**Try it**
Could you transcribe the entries below exactly, without any of the pictures?

**Photo-based referring expression data**
══════
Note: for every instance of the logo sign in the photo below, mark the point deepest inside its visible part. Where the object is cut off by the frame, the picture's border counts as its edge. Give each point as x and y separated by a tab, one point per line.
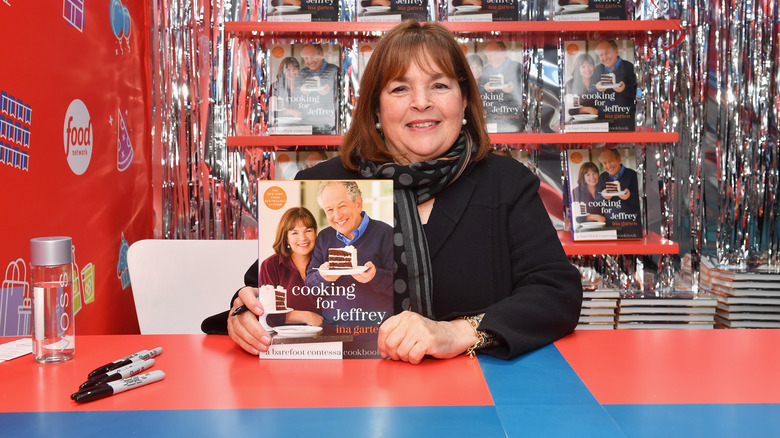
77	137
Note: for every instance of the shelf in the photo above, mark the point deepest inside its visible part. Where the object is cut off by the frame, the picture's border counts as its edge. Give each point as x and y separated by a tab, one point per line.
330	27
643	136
651	244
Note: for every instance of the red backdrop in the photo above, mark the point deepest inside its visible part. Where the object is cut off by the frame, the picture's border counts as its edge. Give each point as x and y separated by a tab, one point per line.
75	150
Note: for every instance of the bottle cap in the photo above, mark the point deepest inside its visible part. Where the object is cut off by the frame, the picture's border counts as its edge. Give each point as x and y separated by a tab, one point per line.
51	251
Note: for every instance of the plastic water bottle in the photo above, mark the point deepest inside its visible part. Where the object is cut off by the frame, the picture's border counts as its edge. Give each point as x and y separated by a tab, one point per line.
53	330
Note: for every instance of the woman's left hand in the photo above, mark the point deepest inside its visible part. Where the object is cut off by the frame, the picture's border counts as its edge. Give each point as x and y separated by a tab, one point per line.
410	336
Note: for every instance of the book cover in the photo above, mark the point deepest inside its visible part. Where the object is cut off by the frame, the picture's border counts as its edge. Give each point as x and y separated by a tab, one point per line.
288	163
304	91
604	194
498	68
483	10
599	86
303	10
589	10
664	325
348	285
394	10
763	273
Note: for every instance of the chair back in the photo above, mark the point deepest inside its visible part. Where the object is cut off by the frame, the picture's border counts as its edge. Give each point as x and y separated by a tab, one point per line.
178	283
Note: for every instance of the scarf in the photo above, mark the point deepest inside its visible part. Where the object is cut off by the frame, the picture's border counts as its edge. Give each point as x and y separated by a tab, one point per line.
414	184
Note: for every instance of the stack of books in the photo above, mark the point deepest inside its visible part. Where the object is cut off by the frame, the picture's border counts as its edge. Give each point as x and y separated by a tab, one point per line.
666	310
747	297
598	309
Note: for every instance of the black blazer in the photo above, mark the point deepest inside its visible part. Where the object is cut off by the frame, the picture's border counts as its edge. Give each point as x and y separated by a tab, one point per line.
494	250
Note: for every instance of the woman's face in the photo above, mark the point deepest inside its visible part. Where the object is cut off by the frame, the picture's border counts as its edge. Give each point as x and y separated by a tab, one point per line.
586	69
421	114
591	177
301	239
291	72
476	70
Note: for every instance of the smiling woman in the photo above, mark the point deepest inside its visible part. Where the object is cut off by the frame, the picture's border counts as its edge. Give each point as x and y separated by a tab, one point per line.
477	264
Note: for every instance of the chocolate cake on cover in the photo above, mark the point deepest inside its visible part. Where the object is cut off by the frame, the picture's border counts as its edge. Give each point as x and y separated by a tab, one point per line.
607	79
612	187
342	258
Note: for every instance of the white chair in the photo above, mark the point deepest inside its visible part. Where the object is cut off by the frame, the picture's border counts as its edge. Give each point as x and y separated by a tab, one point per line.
178	283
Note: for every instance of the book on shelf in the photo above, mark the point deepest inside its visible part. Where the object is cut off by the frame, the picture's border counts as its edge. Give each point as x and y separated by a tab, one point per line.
628	309
668	317
721	289
738	274
670	298
302	10
601	293
304	90
723	322
589	10
352	310
595	326
604	194
597	319
498	68
288	163
747	308
483	10
599	303
394	10
664	325
600	86
593	311
752	316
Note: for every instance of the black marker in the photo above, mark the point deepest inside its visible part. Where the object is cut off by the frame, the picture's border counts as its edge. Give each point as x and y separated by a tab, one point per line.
110	388
119	373
239	310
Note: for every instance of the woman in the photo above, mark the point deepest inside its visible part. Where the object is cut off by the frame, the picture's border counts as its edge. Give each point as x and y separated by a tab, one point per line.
492	275
583	85
587	181
293	245
283	91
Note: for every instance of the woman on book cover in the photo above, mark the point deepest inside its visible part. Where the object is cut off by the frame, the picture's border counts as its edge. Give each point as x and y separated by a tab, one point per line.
478	264
587	193
286	267
283	90
582	85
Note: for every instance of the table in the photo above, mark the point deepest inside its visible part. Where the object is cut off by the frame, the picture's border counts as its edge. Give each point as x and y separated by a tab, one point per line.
612	383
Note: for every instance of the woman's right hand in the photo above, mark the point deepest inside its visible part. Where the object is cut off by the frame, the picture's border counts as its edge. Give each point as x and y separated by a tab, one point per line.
304	317
245	328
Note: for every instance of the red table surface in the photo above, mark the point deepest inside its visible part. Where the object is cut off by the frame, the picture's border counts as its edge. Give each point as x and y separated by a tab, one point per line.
677	366
209	372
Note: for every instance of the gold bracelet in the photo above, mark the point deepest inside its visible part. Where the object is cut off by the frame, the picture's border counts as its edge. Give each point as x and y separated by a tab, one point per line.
484	339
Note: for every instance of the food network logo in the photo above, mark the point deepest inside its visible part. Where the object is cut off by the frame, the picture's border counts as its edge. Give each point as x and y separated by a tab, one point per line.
77	137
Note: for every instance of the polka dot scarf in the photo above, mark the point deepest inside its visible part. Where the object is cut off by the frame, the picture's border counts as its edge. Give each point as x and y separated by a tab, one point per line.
414	184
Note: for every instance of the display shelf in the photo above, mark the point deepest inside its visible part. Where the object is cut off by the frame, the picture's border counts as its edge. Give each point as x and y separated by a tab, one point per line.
641	136
621	26
651	244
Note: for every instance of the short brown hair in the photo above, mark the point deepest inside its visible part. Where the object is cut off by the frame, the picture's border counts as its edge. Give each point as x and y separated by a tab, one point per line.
409	42
290	220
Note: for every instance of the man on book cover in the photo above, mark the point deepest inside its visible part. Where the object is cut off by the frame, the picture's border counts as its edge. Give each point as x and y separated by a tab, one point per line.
502	81
619	106
587	10
622	209
318	81
369	291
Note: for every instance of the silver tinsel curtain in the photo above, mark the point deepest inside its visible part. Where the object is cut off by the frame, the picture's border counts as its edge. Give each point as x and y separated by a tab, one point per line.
715	82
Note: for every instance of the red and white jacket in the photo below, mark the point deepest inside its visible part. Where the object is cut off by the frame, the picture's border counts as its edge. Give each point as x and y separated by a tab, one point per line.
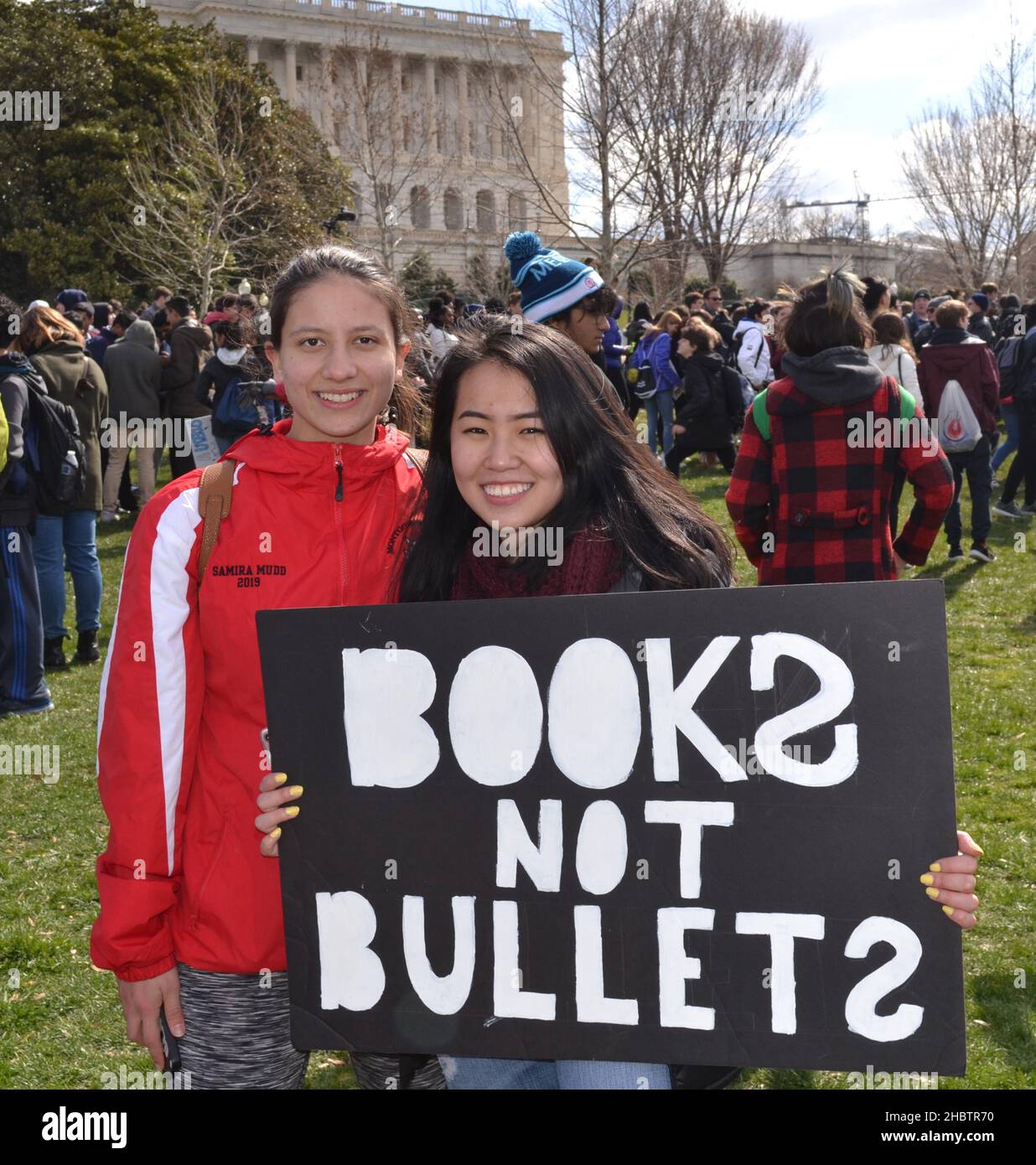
179	756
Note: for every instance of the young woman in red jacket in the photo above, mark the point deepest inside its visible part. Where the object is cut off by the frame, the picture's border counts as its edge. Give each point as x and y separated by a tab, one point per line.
190	914
520	437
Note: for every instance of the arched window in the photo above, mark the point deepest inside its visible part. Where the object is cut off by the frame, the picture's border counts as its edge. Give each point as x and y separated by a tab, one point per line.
420	208
485	206
516	212
453	210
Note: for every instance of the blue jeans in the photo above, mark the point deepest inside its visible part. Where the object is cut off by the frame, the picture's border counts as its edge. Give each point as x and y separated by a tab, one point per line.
660	406
463	1072
68	543
1005	448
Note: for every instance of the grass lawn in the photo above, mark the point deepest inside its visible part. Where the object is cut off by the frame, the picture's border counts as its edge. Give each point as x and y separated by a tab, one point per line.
60	1024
══════
**Answer for the task**
Note: for every instance of the logo sign in the photo below, mark the point deepest inside its visible part. Where the object is cut off by the frame, the picture's border counts as its edge. Give each point as x and y separated by a tab, one point per line.
77	137
Note: for every instance of the shelf in the photo above, mark the point deepest inside its visible part. Where the object is cut off by the frame, the picture's border counts as its edge. Give each point as x and y separated by a tab, one point per line.
330	27
643	136
651	244
Note: for every instance of the red backdrop in the photo above, mark the point deepest inside its visible part. Where the object is cut off by the frame, the picture's border counts as its edge. Give each point as x and y separated by a tab, one point per line.
75	150
Note: for every instance of the bottle cap in the photo above, mark the point deepest inside its visible part. Where the object is cut off by the frame, the picture's border counts as its edge. Give each point as x and y separated by a tab, one point per line.
51	251
Note: for every instance of the plastic water bottle in the photo above, mark the point deepest inside its visible part. Where the object is cut off by the frame, the picture's border counts as its edge. Give each point as x and y separated by a tab, one point per line.
53	330
Note: for every instance of the woman's left hand in the photo above, mark the point deepest inside its visible part. Where the object is cut off by the frame, the picture's border counts as its edge. Give each point as x and y separated by a tab, one point per line.
410	336
Note: for every instance of the book cover in the photo above, mark the point deepest inside its visible part. Where the object is cut off by the frame, the picture's border counts as its edge. Give each point as x and y separated by a tab, one point per line.
288	163
304	91
604	194
498	68
483	10
599	86
303	10
589	10
664	325
348	285
394	10
763	273
Note: for every instance of the chair back in the photo above, mark the point deepest inside its visible part. Where the object is cut off by the frame, the picture's border counts as its edge. Give each point as x and y separated by a tab, one point per line.
178	283
Note: for every instance of the scarf in the photo above, mark the point deepest inside its visible part. Where the object is cut off by the frame, the picture's border counts as its edge. Give each point as x and y separated by a tab, one point per line.
414	184
Note: for every instance of the stack of books in the photo above, mark the point deepest inside its visible part. Where the object is cut off by the frame, the picture's border counts as its edge. Give each point as x and y separated by a tab, one point per line.
666	310
747	297
598	309
Note: for every instance of the black blazer in the photo above, mark the point deepest inside its visible part. Where the object is cut off by the frame, the picture's border counts as its edge. Give each point as x and y separated by a tab, one point per line.
494	250
Note: for every instance of the woman's face in the photo above, mark the point deepest inside its visible part. Where the object is cut off by the frame, the picture's border counts as its edge. Give each point as x and y separated by a tab, one point per line.
586	69
421	114
591	177
301	239
291	72
476	70
Note: for every instance of the smiling woman in the photo above, mark the point deepest inside its visible part. Where the object is cut off by the frame, the picture's border counts as its edge. Give each point as x and y separated by a tab, one point per line.
477	264
Note: for every instance of the chocolate cake on cover in the photo above, mark the point deepest inside its visible part. Where the object is cut off by the frame, the picture's border counts as its edge. Give each point as x and y separated by a tab, one point per line.
607	79
612	187
342	258
Note: for every instance of the white chair in the photo above, mark the point deepest inside its visible part. Where the object is cut off by the frame, the picture's border counts as its edge. Give each point as x and y separated by a tab, one point per line.
178	283
Note: for every instance of the book on shelf in the photo above, mark the point deepest inside its visible part. Where the object is cut off by the frame, the picture's border counts as its edge. Give each point as x and y separated by a tab, one point per line.
628	309
668	317
721	289
738	274
670	298
302	10
601	293
304	90
723	322
589	10
352	310
595	326
604	194
597	319
498	68
288	163
747	308
483	10
599	303
394	10
664	325
600	86
593	311
752	316
Note: for every instance of the black marker in the photo above, mark the point deepest inside its visible part. Where the object is cut off by the frame, the picture's border counts as its edge. Give each point as x and y separated by a tab, one point per line.
110	388
119	373
239	310
Note: for every instance of the woman in the photo above, mark the point deepest inside its visible part. Where the object is cut off by the frame, the picture's border counts as its edge. Give each point as x and y separated by a tab, one point per line.
492	275
583	85
587	181
293	245
283	91
Note: for every instance of the woman on book cover in the photo above, mark the point deepest inside its visible part. Where the object is cut off by the frame, the picture's border counts as its edge. Give each point as x and y separated by a tab, one point per line.
478	264
587	193
286	267
283	90
582	85
Note: for every instance of the table in the photo above, mark the point deepest inside its visible part. Where the object is cut off by the frame, the picture's border counts as its edge. Give each point as x and y separated by a tab, one point per line.
612	383
Note: for every instance of the woman's right hand in the photo above, mark the point deepest inside its visible part. Where the object is cut off by the frame, the picture's border counts as its edge. Give each point as x and y separated by a tab, one point per line.
304	317
245	328
Note: for every instance of the red table surface in the photo above, mark the point deepest inside its visible part. Where the object is cut off by the frame, the picture's border counts as its edge. Give each point as x and y separated by a tab, one point per line.
677	366
209	372
Note: for every instance of the gold bracelet in the photo above, mark the point deepest inside its visible part. Where the object is cut off by the frame, the picture's border counts as its edge. Give each point as x and y separated by a tab, one point per line.
484	339
Note: for every instance of the food network logo in the photo above, mark the point deepest inside its visible part. Where the object is cut off by the frame, the picture's border counts as its edge. Give each point as x and y separated by a tab, one point per line.
77	137
Note: for every instance of the polka dot scarf in the photo above, mark the point deepest inside its visible part. Where the object is cut off by the frame, the picture's border counts as its edge. Give each point as x and y separated by a tab, one point per line.
414	184
Note: for every instance of the display shelf in the photo above, mark the point deepest inside its visible part. Where the object is cut off by the frame, the picture's border counts as its edge. Give each point as x and y separated by a tab, one point per line.
641	136
621	26
651	244
Note: for every instance of the short brown hair in the photo above, mark the point deepest inside its visible part. Where the object is cut off by the frame, the picture's border counts as its edge. Give each point as x and y separated by a tab, one point per line.
409	42
290	220
Note: for every instance of the man on book cover in the photo above, mark the point deepest inside its visible part. Where the object is cut off by the frame, the picture's border counts as its edge. Give each point as x and y separated by a tab, one point per line.
502	81
619	106
587	10
622	209
318	81
369	291
Note: for every instance of the silver tinsel curtain in the photo above, mark the point deepest inside its visible part. Where the object is cut off by the frame, the picture's border counts as its edge. Give each point as x and y separated by a tab, one point per line.
715	82
Note: for every instance of the red and white jacket in the photo below, mark the point deepest inside its visible part. Where the object is cut off by the frame, the picture's border counts as its edge. Give each point as x and y separated by a tab, one point per line.
179	756
Note: for every instance of the young woman in red jacket in the photo above, mark the point deepest inside its visible part. Where the object is cut off by the frame, the picture's border counts as its edge. Give each point as x and y separated by a tab, one point per line.
190	914
520	437
Note: for every instance of the arched window in the photo above, mark the point deepest inside its visible part. Where the object is cut off by the frame, the picture's border counts as its edge. Give each point as x and y separated by a tab, one point per line.
420	208
485	206
516	212
453	210
Note: for every instance of the blue jeans in the photo above, mark the point deepest inside its visible part. Where the object is cut off by the frame, the picture's border counts as its edge. Give each point as x and y separated by a tab, one point per line.
660	406
463	1072
68	543
1005	448
Note: for every instance of the grass lawn in the photo above, mark the point deepest inside its visible part. Where the object is cut off by the frame, the picture's border counts as its edge. Give each point as x and y separated by a tab, one point per line.
60	1024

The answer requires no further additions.